Activity:
In the passage below on disease burden, how many HMO members completed the surveys?
(Excerpted passage Opens)
We examined the residuals to assure that the assumptions of linear regression were not violated. We developed three multiple linear regression models to evaluate disease burden as a function of the biopsychosocial factors, demographic characteristics, and the two data-based measures of morbidity. The first model consisted of an assessment of the baseline contribution of the independent variables without including a morbidity index in the model. The second model incorporated the Quan morbidity index, and the third incorporated the CDS. We used both forward selection and backward elimination to determine models with the best fit. Independent variables significant at p ≤ 0.15 in bivariate analyses were considered for inclusion in multivariate models. Once significant predictors were defined, we assessed potential positive or negative confounding by other covariates by adding them each individually to the model and quantifying the change in the regression parameters of the main effects. We also explored two-way interactions between main effects and between the main effects and other independent variables. All analyses were conducted using SAS Version 9.1 (SAS Institute, Cary, NC).
Surveys were completed by 352 HMO members with diabetes, depression, and osteoarthritis as well as other conditions. There were slightly more female than male respondents, half were married, they were predominantly Caucasian, and had relatively low levels of household income. Twelve percent had excellent or very good health status, 38% good, 36% fair, and 14% reported poor health status. On average they had 9.2 chronic medical diseases. Characteristics of respondents are listed in Table 1. The distribution of disease burden scores in the study population is illustrated in Figure 2.
In bivariate analyses, multiple biopsychosocial factors and the Quan and CDS morbidity indices were significantly associated with our measure of disease burden. Table 2 presents these correlations as well as partial correlation coefficients for the association of disease burden with all of the biopsychosocial factors, adjusted for either the Quan morbidity index or the CDS. The partial correlation coefficients did not differ significantly from the unadjusted correlation coefficients indicating that neither data-based morbidity index significantly affected the correlation between the biopsychosocial factors and disease burden.
In multivariate analyses five biopsychosocial factors and the pharmacy-based (CDS) morbidity score contributed differentially to the three regression models. In order to determine the relative associations of each of the independent variables with disease burden, we calculated the standardized regression coefficients in addition to the parameter estimates. These show the change in outcome for a change in one standard deviation of the independent variable. The models with the best goodness-of-fit (as determined by R2) can be seen in Table 3.
In the baseline model in which the other morbidity indices were not included, age and compound effects of conditions, along with self-efficacy (confidence in managing one's medical conditions), financial constraints, and physical functioning, were significantly associated with disease burden. Adding the Quan morbidity index (model 2) did not significantly change these multivariate associations and the Quan itself was not significantly associated with the outcome of disease burden. The CDS was significantly associated with subjective disease burden. However, incorporating this score (model 3) did not appreciably increase the R-square value over baseline. The variables of physical functioning, financial constraints, self-efficacy, and compound effects of conditions were consistently associated with disease burden regardless of whether the data-based morbidity indices were in the models.
(Excerpted passage Closes)
(Information shown Opens)
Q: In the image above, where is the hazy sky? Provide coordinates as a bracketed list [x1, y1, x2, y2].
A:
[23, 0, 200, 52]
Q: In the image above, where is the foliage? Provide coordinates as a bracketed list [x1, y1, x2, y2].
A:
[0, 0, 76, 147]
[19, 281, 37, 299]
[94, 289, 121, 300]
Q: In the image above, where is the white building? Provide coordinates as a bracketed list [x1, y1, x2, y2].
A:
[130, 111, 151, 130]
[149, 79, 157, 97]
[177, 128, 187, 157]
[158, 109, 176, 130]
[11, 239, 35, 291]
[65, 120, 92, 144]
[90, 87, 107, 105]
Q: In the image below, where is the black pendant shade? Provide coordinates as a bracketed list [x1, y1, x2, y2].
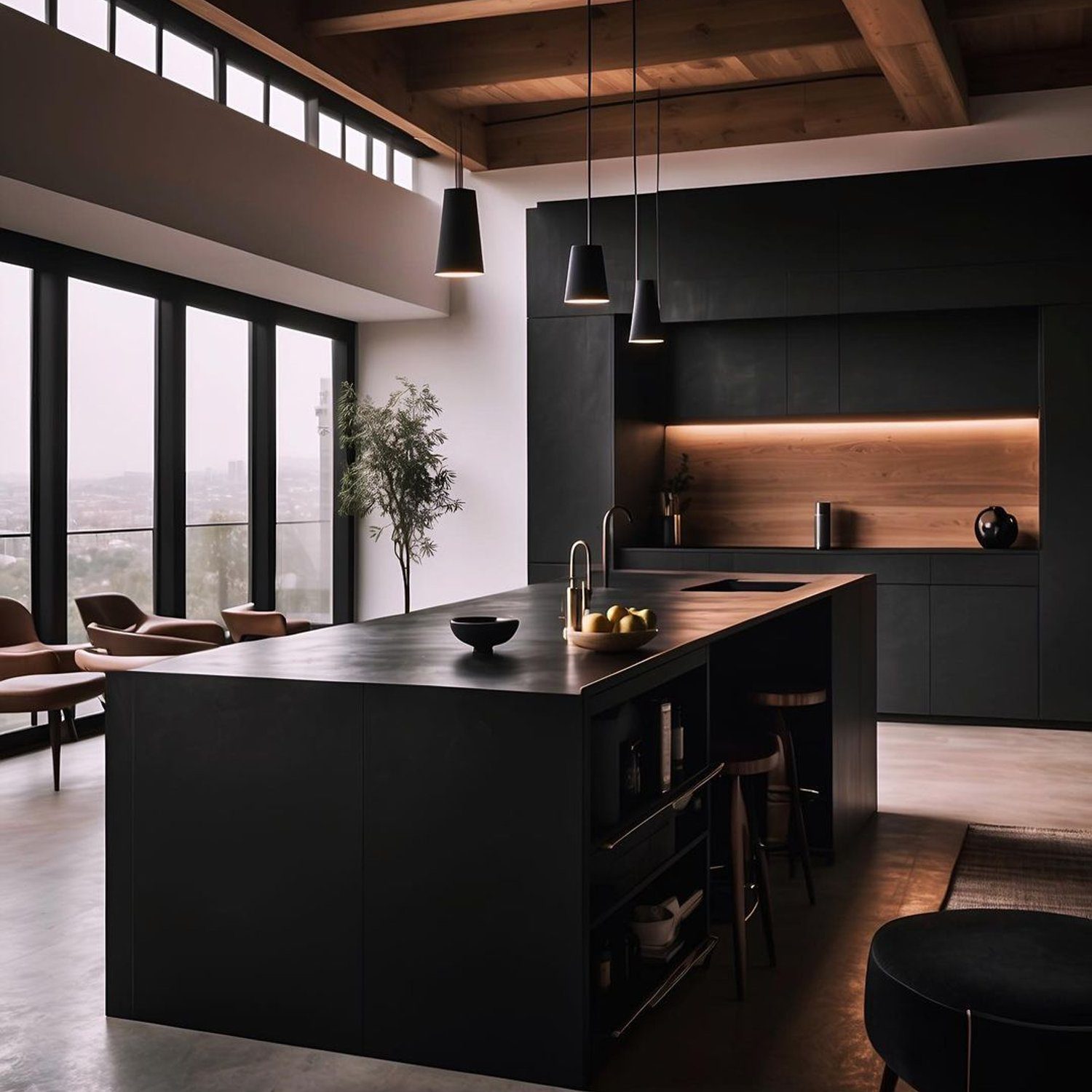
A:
(Information shown Closes)
Answer for this exercise:
352 HMO members completed the surveys.